# SOURCE DOCUMENT start

Thursday, December 26, 2024

Gravity Alters the Dynamics of a Phase Transition

PhysicsGravity Alters the Dynamics of a Phase Transition


    Séverine Atis

    • Prime Institute, French National Centre for Scientific Research (CNRS), Poitiers, France

• Physics 17, 104

An experiment uncovers the role played by gravity in Ostwald ripening, a spontaneous thermodynamic process responsible for many effects such as the recrystallization of ice cream.

C. Day; APS/C. Cain

Figure 1: The growth of crystals in ice cream is an example of the spontaneous, thermodynamically driven process called Ostwald ripening.

What do magnets and decaf coffee have in common? Both involve physical systems that belong to the same “universality class.” Ferromagnetic materials are used to make magnets, and supercritical carbon dioxide extracts caffeine from coffee beans. At the critical point, when ferromagnetic and liquid–gas phase transitions occur, these two systems are described by the same critical exponents [1]. By identifying a system’s universality class, one can quantitatively characterize its behavior at the critical point without prior knowledge of microscopic details. Observing macroscopic properties suffices. However, taking that shortcut is often experimentally challenging, not least because many interesting systems are opaque to light. Now Raphael Saiseau of the University of Bordeaux in France and his collaborators have devised an ingenious experiment that enabled them not only to follow a phase transition but also to uncover the subtle and surprising effect of gravity on its dynamics [2].

# SOURCE DOCUMENT end

*DIRECTIVE*:
Can you extend the article on how gravity alters a phase transition, starting right after its last sentence?

# INFORMATION PROVIDED start

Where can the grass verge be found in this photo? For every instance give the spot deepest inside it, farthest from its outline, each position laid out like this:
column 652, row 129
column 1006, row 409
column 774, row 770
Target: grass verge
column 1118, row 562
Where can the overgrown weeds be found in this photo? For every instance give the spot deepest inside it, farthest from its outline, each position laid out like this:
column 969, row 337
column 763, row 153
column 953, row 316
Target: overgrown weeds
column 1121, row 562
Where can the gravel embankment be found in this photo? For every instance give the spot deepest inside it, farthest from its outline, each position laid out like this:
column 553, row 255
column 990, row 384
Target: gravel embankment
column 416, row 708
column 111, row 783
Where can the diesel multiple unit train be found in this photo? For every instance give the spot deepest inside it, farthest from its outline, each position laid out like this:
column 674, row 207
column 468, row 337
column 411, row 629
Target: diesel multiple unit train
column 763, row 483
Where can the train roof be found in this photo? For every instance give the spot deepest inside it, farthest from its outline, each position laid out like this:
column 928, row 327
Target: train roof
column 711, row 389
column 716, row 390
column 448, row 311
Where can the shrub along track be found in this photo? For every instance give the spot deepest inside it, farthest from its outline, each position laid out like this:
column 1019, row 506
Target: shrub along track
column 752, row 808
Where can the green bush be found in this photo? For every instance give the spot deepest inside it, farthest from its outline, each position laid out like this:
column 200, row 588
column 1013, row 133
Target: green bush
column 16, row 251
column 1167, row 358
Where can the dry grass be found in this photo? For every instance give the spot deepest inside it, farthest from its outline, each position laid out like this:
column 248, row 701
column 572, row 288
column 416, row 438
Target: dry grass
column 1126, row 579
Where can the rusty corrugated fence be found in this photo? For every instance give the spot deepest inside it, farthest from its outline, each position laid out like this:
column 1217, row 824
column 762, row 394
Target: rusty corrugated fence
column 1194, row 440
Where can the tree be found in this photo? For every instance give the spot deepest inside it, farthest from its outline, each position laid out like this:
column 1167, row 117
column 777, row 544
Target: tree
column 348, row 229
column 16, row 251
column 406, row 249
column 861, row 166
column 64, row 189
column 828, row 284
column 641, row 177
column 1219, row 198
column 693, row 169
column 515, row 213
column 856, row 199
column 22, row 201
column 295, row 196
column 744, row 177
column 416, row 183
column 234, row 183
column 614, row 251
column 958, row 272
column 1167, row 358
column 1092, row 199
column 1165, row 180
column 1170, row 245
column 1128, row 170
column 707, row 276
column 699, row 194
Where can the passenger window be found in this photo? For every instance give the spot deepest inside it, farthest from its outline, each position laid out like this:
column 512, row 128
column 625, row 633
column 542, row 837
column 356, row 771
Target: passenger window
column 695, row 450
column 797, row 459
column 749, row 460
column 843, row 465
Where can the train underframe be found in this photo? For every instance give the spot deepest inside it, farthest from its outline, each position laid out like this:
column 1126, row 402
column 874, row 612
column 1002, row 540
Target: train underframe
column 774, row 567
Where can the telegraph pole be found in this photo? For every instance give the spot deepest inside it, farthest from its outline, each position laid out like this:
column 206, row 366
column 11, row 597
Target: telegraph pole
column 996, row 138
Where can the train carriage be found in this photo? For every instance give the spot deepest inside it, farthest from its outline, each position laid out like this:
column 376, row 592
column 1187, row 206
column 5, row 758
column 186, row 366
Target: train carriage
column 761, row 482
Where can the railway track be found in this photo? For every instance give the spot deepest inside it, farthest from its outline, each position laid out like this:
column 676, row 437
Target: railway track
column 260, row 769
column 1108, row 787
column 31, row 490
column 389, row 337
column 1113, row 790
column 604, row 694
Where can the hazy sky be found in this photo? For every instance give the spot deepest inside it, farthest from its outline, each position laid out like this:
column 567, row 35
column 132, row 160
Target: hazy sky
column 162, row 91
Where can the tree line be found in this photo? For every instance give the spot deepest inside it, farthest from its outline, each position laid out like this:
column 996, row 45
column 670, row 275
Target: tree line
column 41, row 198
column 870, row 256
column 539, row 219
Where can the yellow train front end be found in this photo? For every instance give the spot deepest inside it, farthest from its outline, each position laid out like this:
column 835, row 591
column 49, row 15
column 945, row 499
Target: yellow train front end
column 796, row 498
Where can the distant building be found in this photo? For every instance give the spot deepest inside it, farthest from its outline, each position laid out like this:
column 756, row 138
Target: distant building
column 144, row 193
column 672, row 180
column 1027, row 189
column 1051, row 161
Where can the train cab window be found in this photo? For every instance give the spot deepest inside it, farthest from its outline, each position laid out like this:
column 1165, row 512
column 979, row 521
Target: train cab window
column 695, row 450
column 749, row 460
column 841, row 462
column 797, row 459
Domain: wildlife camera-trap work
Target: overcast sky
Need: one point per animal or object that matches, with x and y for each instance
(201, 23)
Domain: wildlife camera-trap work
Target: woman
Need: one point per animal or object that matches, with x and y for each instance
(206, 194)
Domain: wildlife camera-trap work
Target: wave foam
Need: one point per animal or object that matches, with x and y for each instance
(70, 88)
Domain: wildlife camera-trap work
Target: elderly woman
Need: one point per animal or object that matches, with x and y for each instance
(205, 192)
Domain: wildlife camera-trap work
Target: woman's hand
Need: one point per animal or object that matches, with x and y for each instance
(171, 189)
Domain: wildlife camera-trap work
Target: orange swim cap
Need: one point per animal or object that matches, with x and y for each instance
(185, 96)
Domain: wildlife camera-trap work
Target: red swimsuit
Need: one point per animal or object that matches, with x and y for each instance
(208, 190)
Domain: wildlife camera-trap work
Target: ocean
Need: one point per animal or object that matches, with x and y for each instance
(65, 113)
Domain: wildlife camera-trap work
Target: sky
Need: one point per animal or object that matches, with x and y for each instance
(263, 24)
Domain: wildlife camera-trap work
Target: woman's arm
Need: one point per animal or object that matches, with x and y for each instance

# INFORMATION PROVIDED end

*THE REPLY*:
When a homogeneous phase is suddenly brought into an out-of-equilibrium state across a critical point, the system enters a broken-symmetry phase. The ensuing phase separation progresses via the irreversible nucleation and expansion of domains of one phase into another. In these systems, the time needed to relax to thermodynamic equilibrium diverges such that equilibrium is never truly achieved. Instead, a distribution of domain sizes is produced with a typical length scale that grows over time. This phenomenon is called domain coarsening and results in scale-invariant domain growth.

In systems with a conserved number of constituents, domain growth can occur only when the different components within each phase are physically transported between the separating phases. For instance, some metallic alloys undergo so-called spinodal decomposition, a spontaneous separation into two phases. The transportation is controlled by the mass diffusion of one phase through the bulk phase and can be tracked using synchrotron-radiation-based microscopy [3].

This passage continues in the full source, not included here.